#### [Task brief]
Retype the data exactly, so that every line matches the original.

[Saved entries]
★ ★ ★ ★
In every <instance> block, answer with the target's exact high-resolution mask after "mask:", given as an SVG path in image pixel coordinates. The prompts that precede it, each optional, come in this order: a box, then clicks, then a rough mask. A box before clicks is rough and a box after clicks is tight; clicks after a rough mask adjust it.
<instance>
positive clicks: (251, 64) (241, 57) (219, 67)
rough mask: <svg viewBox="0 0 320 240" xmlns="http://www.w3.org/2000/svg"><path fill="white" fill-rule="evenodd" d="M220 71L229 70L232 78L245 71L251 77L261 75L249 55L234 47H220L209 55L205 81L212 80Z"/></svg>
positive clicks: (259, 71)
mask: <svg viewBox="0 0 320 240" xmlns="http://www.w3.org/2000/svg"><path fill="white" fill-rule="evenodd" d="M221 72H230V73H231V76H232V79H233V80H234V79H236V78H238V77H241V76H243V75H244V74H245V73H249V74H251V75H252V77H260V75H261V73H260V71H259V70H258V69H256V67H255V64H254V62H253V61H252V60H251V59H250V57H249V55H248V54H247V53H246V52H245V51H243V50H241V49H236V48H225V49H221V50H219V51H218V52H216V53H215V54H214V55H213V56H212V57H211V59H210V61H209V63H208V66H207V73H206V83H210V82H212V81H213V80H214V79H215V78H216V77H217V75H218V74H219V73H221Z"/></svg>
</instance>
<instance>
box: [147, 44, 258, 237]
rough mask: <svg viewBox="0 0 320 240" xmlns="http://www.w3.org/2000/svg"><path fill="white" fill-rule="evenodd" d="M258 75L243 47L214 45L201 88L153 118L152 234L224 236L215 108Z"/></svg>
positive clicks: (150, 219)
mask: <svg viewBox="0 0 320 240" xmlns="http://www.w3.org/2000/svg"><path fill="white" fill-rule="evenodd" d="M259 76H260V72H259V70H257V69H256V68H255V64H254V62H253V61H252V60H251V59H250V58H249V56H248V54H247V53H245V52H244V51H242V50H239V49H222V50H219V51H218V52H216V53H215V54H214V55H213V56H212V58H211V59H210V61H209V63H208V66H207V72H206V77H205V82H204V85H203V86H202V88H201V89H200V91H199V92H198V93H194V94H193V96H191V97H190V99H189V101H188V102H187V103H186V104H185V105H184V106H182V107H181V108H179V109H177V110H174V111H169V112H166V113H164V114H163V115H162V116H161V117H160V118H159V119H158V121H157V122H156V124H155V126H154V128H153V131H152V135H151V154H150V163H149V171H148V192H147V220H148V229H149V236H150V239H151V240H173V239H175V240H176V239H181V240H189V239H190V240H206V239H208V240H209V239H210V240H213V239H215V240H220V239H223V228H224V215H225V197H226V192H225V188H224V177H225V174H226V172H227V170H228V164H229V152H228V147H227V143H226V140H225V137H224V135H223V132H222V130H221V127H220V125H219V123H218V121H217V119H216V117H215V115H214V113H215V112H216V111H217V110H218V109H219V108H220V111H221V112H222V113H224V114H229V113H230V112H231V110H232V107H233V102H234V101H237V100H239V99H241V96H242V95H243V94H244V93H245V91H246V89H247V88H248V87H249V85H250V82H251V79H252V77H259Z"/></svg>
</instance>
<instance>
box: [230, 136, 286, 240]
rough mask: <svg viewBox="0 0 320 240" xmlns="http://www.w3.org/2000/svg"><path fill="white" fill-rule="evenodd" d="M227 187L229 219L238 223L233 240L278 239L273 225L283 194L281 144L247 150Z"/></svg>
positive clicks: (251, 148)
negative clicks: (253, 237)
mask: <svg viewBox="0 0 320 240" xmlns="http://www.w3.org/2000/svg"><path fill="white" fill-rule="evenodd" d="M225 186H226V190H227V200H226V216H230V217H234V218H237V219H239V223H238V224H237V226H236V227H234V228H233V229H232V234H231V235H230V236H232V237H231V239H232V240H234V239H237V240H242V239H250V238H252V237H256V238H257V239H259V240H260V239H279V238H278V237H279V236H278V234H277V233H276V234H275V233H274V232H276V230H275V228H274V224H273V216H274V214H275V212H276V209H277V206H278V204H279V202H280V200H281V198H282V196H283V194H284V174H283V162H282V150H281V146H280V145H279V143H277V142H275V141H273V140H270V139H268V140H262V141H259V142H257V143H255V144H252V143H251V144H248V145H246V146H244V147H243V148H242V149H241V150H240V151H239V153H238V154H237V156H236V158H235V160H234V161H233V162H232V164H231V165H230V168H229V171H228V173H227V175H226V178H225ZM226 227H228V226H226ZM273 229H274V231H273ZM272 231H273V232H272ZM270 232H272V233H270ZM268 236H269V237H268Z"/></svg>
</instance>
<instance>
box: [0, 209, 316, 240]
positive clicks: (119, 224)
★ ★ ★ ★
#### [Solution below]
In every <instance> block, answer with the target's exact high-resolution mask after "mask:", given as an SVG path in image pixel coordinates. The prompts that precede it, each optional, come in this order: a box, then clicks, then a rough mask. A box before clicks is rough and a box after clicks is tight; clicks after a rough mask adjust it.
<instance>
positive clicks: (251, 64) (241, 57) (219, 67)
rough mask: <svg viewBox="0 0 320 240" xmlns="http://www.w3.org/2000/svg"><path fill="white" fill-rule="evenodd" d="M220 71L229 70L232 78L245 71L251 77L261 75L249 55L234 47H220L209 55L205 81L212 80Z"/></svg>
positive clicks: (259, 71)
mask: <svg viewBox="0 0 320 240" xmlns="http://www.w3.org/2000/svg"><path fill="white" fill-rule="evenodd" d="M221 72H230V73H231V76H232V79H233V80H234V79H236V78H238V77H241V76H243V75H244V74H245V73H249V74H251V75H252V77H260V75H261V73H260V71H259V70H258V69H256V67H255V64H254V62H253V61H252V60H251V59H250V57H249V55H248V54H247V53H246V52H245V51H243V50H241V49H236V48H225V49H221V50H219V51H218V52H216V53H215V54H214V55H213V56H212V57H211V59H210V61H209V63H208V66H207V73H206V83H210V82H212V81H213V80H214V79H215V78H216V77H217V75H218V74H219V73H221Z"/></svg>
</instance>
<instance>
box: [147, 44, 258, 237]
rough mask: <svg viewBox="0 0 320 240" xmlns="http://www.w3.org/2000/svg"><path fill="white" fill-rule="evenodd" d="M258 75L243 47L214 45L201 88L153 118L152 234L224 236L215 108Z"/></svg>
positive clicks: (150, 219)
mask: <svg viewBox="0 0 320 240" xmlns="http://www.w3.org/2000/svg"><path fill="white" fill-rule="evenodd" d="M259 76H260V72H259V70H257V69H256V68H255V64H254V62H253V61H252V60H251V59H250V58H249V56H248V54H247V53H245V52H244V51H242V50H239V49H222V50H219V51H218V52H216V53H215V54H214V55H213V56H212V58H211V59H210V61H209V63H208V66H207V72H206V77H205V82H204V85H203V86H202V88H201V89H200V91H199V92H198V93H194V94H193V96H191V97H190V99H189V101H188V102H187V103H186V104H185V105H184V106H182V107H181V108H179V109H177V110H174V111H169V112H166V113H164V114H163V115H162V116H161V117H160V118H159V119H158V121H157V122H156V124H155V126H154V128H153V131H152V135H151V154H150V163H149V171H148V192H147V220H148V229H149V236H150V239H151V240H173V239H175V240H176V239H181V240H189V239H190V240H206V239H208V240H209V239H210V240H213V239H215V240H220V239H223V228H224V215H225V197H226V192H225V188H224V177H225V174H226V172H227V170H228V164H229V152H228V147H227V143H226V140H225V137H224V135H223V132H222V130H221V127H220V125H219V123H218V121H217V119H216V117H215V115H214V113H215V112H216V111H217V110H218V109H219V108H220V111H221V112H222V113H224V114H229V113H230V112H231V110H232V107H233V102H234V101H237V100H239V99H241V96H242V95H243V94H244V93H245V91H246V89H247V88H248V87H249V85H250V82H251V79H252V77H259Z"/></svg>
</instance>
<instance>
box: [230, 136, 286, 240]
rough mask: <svg viewBox="0 0 320 240" xmlns="http://www.w3.org/2000/svg"><path fill="white" fill-rule="evenodd" d="M227 187L229 219L238 223L233 240L278 239L273 225L283 194L281 144L247 150Z"/></svg>
positive clicks: (251, 148)
negative clicks: (253, 237)
mask: <svg viewBox="0 0 320 240" xmlns="http://www.w3.org/2000/svg"><path fill="white" fill-rule="evenodd" d="M225 186H226V190H227V200H226V216H230V217H234V218H237V219H239V223H238V224H237V226H236V227H234V228H233V229H232V234H231V235H230V236H232V237H231V239H232V240H234V239H237V240H242V239H250V238H252V237H256V238H257V239H259V240H260V239H279V238H278V237H279V236H278V234H277V233H276V234H275V233H274V232H276V230H275V228H274V224H273V216H274V214H275V212H276V209H277V206H278V204H279V202H280V200H281V198H282V196H283V194H284V174H283V162H282V150H281V146H280V145H279V143H277V142H275V141H273V140H270V139H268V140H262V141H259V142H257V143H255V144H252V143H251V144H248V145H246V146H244V147H243V148H242V149H241V150H240V151H239V153H238V154H237V156H236V158H235V160H234V161H233V162H232V164H231V165H230V168H229V171H228V173H227V175H226V178H225ZM226 227H228V226H226ZM273 229H274V231H273ZM272 231H273V232H272ZM270 232H272V233H270ZM268 236H269V237H268Z"/></svg>
</instance>
<instance>
box: [0, 209, 316, 240]
positive clicks: (119, 224)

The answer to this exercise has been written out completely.